> [Tareas propuestas]:
- A) Reescribe el tramo del fragmento que arranca en "Por más que" y concluye en "las islas británicas.", poniendo "navío" en lugar de "buque".
- B) Resume el fragmento en tres oraciones.

> [Fragmento de lectura]:
Por más que sean notables, nunca está de sobra remarcar las diferencias existentes entre la monarquía legítima y la usurpadora. Ya desde un primer momento, estas diferencias brillaron en nuestros reyes de una manera especial. Cuenta Melchor Ferrer en su «Breve historia del legitimismo español» cómo la familia de Don Carlos tuvo que huir, de un lugar a otro, por tierras portuguesas, de los espías y enviados cristinos que en su rabia contra la legitimidad, buscaban hacer presa a toda familia real.
Derrotados los ejércitos del Rey Miguel, que protegieron y ayudaron a la familia real, se consiguió tras el tratado de Evora-Monte y la inesperada ayuda de agentes ingleses, que Don Carlos con su familia pasaran en un buque inglés llamado «Donegal» a las islas británicas.
La autoridad marítima no dio permiso para el desembarco de los pasajeros por orden de Londres. Habían llegado al puerto de Portsmouth en la noche del 12 al 13 de julio y, retenidos, esperaban tomar tierra, a pesar de que los ingleses habían advertido a los españoles que no iban a tratar al Rey como un ajusticiado. La promesa no se cumplió del todo, pues no pudieron desembarcar hasta el 18 de julio.
Aún así, los diplomáticos ingleses estaban en contacto con el ministro masón Martínez de la Rosa y juntos idearon un plan para deshacerse del engorro diplomático que suponía la presencia del Rey en Inglaterra. Al día siguiente llegaban al puerto de Portsmouth el secretario del Ministerio de Asuntos Extranjeros con el marqués de Miraflores. El secretario subió al buque y se entrevistó con el Rey sobre sus propósitos. Don Carlos contestó con firmeza y educación, que su deseo era descansar y permanecería en Inglaterra el tiempo que estimase oportuno. Y, llegando al final de la conversación, Mr. John Backhouse -que así se llamaba el secretario- le propuso reunirse con el marqués de Miraflores que le informaría sobre lo que el gobierno de Madrid le mandaba.
Y aquí, nuestro Rey, contestó que al marqués lo recibiría como marqués, pero no como enviado de nadie, pues no reconocía más que sus legítimos derechos y que no había más Rey de España que él. Así, con toda la dignidad con que D. Carlos había contestado, la conversación se precipitó en la causa última y formal de la visita, el lord inglés, que hacía de mediado del marqués de Miraflores, propuso el proyecto de los liberales: se le asignarían del tesoro público una pensión anual de 30000 libras esterlinas a condición de que D. Carlos, bajo palabra de honor, se comprometiera a no volver a España ni Portugal, ni a perturbar la tranquilidad de aquellos reinos.

> [Listado extraído]:

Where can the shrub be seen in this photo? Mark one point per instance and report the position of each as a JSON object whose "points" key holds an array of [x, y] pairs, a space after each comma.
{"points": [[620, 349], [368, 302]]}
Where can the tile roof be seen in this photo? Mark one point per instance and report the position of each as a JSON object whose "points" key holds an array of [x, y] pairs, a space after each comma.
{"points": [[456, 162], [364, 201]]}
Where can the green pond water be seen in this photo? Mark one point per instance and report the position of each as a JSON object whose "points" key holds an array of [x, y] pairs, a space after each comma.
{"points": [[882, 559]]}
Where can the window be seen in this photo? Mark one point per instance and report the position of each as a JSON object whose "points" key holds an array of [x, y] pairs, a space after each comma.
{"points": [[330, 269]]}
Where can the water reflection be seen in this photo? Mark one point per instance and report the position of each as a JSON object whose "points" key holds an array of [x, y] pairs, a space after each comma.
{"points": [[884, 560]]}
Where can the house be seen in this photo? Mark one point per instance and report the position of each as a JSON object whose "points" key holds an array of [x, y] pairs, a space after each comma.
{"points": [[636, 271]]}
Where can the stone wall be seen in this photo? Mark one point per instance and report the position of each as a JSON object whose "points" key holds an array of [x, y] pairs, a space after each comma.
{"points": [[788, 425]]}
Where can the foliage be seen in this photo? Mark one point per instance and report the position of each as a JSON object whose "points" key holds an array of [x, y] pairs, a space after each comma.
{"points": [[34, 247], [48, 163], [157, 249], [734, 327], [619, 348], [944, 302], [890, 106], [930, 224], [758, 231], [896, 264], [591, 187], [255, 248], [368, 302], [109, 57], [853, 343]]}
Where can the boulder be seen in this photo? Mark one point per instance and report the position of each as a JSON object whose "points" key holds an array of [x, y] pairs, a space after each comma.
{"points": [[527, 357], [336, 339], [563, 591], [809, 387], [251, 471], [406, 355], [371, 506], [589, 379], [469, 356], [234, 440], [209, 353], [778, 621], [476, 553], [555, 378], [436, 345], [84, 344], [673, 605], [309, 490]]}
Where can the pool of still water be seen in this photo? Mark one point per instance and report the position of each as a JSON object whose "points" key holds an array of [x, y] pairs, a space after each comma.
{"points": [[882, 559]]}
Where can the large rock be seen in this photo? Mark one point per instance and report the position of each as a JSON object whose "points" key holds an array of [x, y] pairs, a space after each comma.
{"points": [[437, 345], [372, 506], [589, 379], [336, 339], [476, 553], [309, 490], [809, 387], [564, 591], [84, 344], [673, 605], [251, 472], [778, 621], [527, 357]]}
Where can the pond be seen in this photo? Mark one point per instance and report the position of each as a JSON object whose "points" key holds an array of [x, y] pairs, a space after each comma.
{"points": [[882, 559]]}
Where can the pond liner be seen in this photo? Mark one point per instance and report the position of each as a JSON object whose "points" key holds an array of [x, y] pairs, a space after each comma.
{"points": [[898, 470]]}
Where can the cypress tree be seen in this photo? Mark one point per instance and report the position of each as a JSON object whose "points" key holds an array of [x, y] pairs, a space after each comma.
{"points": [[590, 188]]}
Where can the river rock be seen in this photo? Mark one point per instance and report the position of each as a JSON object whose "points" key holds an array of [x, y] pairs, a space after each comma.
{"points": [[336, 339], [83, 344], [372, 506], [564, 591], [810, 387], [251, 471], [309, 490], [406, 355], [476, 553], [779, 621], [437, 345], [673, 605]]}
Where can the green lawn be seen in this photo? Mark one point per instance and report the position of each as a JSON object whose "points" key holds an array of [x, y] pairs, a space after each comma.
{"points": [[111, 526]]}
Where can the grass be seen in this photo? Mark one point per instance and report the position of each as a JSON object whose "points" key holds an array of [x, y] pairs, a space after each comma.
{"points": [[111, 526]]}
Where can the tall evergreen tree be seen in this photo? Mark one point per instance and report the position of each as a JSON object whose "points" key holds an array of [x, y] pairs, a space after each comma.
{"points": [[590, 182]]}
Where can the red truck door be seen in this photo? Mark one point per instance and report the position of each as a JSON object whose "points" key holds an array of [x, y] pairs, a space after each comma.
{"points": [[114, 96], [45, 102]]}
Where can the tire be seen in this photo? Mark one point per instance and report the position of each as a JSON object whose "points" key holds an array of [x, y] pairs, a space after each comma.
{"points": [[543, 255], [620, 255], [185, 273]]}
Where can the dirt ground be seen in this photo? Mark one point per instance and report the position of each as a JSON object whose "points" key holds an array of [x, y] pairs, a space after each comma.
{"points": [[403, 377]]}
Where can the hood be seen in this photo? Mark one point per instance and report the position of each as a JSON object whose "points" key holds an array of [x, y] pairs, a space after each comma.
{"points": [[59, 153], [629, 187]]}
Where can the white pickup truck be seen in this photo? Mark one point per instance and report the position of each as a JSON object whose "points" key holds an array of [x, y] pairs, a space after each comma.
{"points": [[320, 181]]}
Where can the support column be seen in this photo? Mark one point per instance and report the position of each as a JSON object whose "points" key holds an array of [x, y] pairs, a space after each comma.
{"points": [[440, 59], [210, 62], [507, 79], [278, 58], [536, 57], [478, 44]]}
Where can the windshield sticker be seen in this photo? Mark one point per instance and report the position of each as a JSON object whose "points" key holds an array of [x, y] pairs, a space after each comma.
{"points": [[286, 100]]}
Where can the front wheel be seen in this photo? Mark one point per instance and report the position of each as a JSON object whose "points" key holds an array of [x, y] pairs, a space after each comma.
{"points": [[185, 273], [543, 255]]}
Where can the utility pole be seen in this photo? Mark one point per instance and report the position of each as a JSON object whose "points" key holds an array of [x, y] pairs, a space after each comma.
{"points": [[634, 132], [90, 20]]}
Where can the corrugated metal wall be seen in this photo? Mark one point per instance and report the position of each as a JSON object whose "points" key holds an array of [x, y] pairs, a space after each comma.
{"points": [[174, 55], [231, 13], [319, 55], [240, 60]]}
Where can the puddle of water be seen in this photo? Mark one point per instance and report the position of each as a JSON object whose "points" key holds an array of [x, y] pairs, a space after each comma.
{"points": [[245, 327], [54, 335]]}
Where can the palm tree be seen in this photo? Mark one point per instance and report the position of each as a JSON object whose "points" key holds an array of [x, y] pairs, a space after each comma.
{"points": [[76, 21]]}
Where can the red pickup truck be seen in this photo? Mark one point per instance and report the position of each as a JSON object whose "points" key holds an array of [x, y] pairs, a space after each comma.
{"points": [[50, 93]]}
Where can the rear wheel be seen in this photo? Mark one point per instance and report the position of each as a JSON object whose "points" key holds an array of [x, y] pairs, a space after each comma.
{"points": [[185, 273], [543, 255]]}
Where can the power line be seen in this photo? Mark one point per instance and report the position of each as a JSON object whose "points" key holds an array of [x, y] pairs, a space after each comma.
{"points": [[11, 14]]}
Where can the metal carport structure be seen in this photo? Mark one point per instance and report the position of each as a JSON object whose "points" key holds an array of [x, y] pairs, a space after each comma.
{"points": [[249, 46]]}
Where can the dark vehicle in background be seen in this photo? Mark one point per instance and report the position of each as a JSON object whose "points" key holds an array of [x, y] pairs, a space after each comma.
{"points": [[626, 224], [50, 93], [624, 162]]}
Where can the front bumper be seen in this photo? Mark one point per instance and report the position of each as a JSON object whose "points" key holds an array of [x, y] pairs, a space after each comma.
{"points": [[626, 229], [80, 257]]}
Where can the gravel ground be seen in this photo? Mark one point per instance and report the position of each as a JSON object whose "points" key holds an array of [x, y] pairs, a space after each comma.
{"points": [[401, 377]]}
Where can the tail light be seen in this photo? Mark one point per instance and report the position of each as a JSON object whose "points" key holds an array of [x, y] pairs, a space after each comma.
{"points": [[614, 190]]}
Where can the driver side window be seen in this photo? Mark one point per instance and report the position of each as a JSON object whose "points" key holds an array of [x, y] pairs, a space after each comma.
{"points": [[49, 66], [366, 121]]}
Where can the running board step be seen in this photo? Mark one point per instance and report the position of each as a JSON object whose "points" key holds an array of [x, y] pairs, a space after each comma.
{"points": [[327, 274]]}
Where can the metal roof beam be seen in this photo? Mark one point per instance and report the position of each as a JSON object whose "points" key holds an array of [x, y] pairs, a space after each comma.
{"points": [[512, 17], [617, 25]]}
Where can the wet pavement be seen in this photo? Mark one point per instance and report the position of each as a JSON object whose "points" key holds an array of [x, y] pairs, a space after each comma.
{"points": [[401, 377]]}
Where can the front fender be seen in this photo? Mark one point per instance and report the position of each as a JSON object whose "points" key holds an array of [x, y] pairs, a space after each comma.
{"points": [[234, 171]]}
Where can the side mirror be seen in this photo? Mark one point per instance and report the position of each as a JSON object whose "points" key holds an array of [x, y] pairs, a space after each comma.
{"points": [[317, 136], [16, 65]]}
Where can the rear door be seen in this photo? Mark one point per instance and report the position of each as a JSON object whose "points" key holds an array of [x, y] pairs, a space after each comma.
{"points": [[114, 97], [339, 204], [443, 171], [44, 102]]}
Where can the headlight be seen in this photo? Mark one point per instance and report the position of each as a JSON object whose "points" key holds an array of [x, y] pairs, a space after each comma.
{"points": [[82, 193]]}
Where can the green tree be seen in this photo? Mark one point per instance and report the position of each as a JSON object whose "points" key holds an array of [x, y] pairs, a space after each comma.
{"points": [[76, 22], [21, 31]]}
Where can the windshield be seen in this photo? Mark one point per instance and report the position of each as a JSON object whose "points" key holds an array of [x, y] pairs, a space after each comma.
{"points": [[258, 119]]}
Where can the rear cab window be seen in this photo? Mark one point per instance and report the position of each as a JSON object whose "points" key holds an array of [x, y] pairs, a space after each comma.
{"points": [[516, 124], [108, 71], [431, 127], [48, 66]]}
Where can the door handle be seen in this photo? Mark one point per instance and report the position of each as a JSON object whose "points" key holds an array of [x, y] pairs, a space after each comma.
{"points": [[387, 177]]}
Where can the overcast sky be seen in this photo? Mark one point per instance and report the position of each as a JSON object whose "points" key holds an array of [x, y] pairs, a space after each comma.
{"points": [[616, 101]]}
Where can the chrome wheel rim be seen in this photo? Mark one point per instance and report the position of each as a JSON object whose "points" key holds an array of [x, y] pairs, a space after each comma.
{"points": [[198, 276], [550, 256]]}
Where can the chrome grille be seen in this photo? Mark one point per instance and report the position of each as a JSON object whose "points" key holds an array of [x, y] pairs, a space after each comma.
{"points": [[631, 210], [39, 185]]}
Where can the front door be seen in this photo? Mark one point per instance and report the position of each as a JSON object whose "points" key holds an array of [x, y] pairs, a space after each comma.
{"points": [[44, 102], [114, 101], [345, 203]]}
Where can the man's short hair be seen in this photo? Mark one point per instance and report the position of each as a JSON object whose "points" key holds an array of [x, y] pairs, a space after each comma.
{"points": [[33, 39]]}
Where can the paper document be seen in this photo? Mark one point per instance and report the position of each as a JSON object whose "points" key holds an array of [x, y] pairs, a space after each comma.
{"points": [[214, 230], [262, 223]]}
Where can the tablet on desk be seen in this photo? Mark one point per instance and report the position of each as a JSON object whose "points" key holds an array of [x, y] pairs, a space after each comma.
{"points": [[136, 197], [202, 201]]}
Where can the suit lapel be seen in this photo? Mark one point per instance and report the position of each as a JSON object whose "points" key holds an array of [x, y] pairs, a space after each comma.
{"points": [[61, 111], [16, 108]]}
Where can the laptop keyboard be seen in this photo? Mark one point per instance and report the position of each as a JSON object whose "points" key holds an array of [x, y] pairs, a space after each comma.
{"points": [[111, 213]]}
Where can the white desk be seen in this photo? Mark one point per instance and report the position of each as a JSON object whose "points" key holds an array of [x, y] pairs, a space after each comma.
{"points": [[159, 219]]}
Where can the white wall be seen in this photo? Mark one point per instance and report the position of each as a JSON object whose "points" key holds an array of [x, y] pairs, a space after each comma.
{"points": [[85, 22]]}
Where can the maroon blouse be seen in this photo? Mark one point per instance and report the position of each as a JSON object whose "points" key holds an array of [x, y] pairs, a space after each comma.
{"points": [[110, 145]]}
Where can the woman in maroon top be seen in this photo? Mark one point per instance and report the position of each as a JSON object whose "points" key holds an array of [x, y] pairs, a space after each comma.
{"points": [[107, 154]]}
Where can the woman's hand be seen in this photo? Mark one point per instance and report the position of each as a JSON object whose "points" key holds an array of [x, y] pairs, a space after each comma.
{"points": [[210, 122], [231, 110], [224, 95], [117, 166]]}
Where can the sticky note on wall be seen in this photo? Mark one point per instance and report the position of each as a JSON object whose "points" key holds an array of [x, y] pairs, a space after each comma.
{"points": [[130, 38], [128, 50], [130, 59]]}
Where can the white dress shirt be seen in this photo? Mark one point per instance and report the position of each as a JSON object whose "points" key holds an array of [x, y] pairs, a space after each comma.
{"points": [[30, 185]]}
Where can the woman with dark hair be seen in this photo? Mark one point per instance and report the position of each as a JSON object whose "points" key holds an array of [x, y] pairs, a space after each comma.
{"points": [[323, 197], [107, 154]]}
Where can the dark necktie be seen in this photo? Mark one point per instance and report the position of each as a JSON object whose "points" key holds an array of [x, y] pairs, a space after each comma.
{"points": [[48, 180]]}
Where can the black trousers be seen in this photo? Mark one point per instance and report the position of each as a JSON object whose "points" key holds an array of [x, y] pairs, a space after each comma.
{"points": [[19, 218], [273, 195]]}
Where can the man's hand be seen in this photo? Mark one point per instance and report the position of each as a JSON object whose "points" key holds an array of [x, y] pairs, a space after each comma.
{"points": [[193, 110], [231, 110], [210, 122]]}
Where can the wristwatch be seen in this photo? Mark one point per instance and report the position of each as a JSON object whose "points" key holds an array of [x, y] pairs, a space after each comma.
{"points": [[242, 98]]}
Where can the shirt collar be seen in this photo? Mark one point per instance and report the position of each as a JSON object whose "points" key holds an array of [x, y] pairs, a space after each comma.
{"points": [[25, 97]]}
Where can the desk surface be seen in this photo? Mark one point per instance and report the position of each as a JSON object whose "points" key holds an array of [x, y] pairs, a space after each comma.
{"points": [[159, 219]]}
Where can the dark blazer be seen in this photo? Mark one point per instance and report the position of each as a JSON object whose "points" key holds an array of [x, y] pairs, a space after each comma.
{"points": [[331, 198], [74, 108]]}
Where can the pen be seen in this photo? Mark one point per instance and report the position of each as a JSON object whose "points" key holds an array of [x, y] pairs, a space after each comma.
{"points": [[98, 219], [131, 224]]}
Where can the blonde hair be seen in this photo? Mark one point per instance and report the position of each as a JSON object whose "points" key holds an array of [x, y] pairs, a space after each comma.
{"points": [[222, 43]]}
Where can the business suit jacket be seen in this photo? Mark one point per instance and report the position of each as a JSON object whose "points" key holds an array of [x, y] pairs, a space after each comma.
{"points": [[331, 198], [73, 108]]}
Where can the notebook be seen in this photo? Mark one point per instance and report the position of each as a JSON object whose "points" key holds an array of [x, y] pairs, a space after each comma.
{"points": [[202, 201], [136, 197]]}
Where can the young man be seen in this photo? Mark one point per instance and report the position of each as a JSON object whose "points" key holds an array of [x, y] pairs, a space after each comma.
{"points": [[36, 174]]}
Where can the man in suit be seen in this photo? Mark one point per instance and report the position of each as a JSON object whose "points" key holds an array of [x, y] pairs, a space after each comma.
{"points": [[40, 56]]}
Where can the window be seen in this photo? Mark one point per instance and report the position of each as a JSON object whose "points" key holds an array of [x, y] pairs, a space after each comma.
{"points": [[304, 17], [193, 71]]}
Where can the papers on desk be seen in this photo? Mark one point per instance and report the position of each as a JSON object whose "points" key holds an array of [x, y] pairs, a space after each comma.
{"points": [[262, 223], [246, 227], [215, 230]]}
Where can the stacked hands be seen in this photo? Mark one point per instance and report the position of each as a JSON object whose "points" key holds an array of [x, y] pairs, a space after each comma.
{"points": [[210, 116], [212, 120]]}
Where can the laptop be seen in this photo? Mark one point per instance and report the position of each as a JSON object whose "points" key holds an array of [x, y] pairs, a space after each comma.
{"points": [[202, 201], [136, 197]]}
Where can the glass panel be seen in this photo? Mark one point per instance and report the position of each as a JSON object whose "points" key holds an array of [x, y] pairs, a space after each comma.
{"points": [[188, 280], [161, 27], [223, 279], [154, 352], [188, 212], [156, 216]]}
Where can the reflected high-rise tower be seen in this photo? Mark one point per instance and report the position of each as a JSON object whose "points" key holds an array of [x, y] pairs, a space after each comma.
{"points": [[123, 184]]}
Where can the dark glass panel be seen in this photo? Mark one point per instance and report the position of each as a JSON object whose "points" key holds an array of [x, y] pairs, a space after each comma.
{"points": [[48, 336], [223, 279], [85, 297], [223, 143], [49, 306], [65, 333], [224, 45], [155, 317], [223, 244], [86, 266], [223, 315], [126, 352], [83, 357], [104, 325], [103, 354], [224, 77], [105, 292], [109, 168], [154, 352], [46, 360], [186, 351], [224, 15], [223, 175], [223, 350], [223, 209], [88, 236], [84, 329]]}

> [Soluciones detalladas]:
- A)
Por más que sean notables, nunca está de sobra remarcar las diferencias existentes entre la monarquía legítima y la usurpadora. Ya desde un primer momento, estas diferencias brillaron en nuestros reyes de una manera especial. Cuenta Melchor Ferrer en su «Breve historia del legitimismo español» cómo la familia de Don Carlos tuvo que huir, de un lugar a otro, por tierras portuguesas, de los espías y enviados cristinos que en su rabia contra la legitimidad, buscaban hacer presa a toda familia real.
Derrotados los ejércitos del Rey Miguel, que protegieron y ayudaron a la familia real, se consiguió tras el tratado de Evora-Monte y la inesperada ayuda de agentes ingleses, que Don Carlos con su familia pasaran en un navío inglés llamado «Donegal» a las islas británicas.

- B) Tras huir por Portugal y, después de la derrota de los ejércitos del Rey Miguel y el tratado de Evora-Monte, Don Carlos y su familia viajaron en el buque inglés «Donegal» hasta Portsmouth, adonde llegaron en la noche del 12 al 13 de julio, aunque no pudieron desembarcar hasta el 18 de julio. El secretario John Backhouse se entrevistó a bordo con Don Carlos, que respondió que deseaba descansar y permanecer en Inglaterra el tiempo que estimase oportuno y que recibiría al marqués de Miraflores solo como marqués, no como enviado de nadie. Se le propuso entonces una pensión anual de 30000 libras esterlinas a condición de que se comprometiera a no volver a España ni a Portugal ni a perturbar la tranquilidad de aquellos reinos.